• TEXT EXCERPT:
** begin **

For example, the following code is for assigning the SAS data library inxls to the input Excel file:

LIBNAME inxls "C:\NESUG2006\testexcel.xls" MIXED=YES HEADER=YES SCANTIME=YES;

The SAS datasets that can be referred to in a data step or procedure for the four worksheets are then:

inxls.`Sheet1$'n,

inxls.`Sheet2$'n,

inxls.`Sheetabcdefghijklmnopqrstuvwxyz$'n, and

inxls.`Sheet4$'n.

Figure 5 displays the SAS dataset, inxls.`Sheet4$'n, corresponding to worksheet Sheet4 on the input Excel file. As shown in the dataset, all data information matches that in the original file. The character variable names are also carried over from the Excel file, where the space and numbers are replaced by "_"; column (variable) names 1Score, 2Score, and 3Score in the input file are transferred as _Score, _Score0, and _Score1. The numeric variable name is transferred to F + column number, e.g. F8. The variable labels that are not shown here are exactly the same as the column names on the input file.

** end **

• GIVEN REQUEST 1:
Answer these from the SAS Excel excerpt:
(a) What library name is assigned to the input Excel file?
(b) Which figure displays the dataset for worksheet Sheet4?
(c) What names are the columns 1Score, 2Score, and 3Score transferred as?
• GIVEN REQUEST 2:
Rewrite the SAS Excel excerpt from "The SAS datasets" to "the input file.", replacing "Figure 5" with "Figure 6".
The data that follows is separate material and has no connection to the SAS Excel excerpt.

• PROVIDED MATERIAL:

** begin **

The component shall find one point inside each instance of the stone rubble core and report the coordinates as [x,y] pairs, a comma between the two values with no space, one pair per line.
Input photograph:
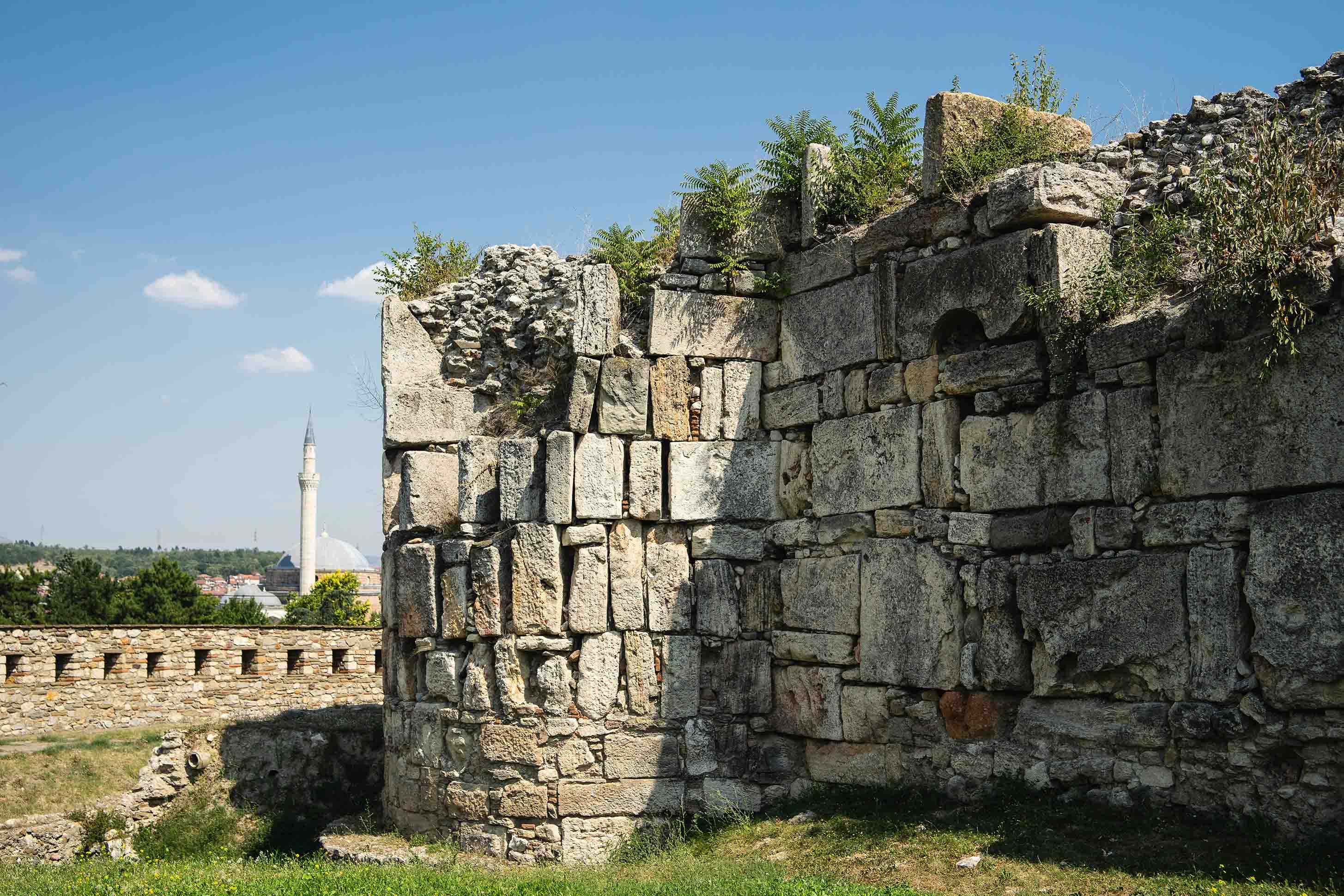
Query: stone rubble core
[877,532]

** end **

• EXERCISE RESPONSE 1:
(a) inxls
(b) Figure 5
(c) _Score, _Score0, and _Score1

• EXERCISE RESPONSE 2:
The SAS datasets that can be referred to in a data step or procedure for the four worksheets are then:

inxls.`Sheet1$'n,

inxls.`Sheet2$'n,

inxls.`Sheetabcdefghijklmnopqrstuvwxyz$'n, and

inxls.`Sheet4$'n.

Figure 6 displays the SAS dataset, inxls.`Sheet4$'n, corresponding to worksheet Sheet4 on the input Excel file. As shown in the dataset, all data information matches that in the original file. The character variable names are also carried over from the Excel file, where the space and numbers are replaced by "_"; column (variable) names 1Score, 2Score, and 3Score in the input file are transferred as _Score, _Score0, and _Score1. The numeric variable name is transferred to F + column number, e.g. F8. The variable labels that are not shown here are exactly the same as the column names on the input file.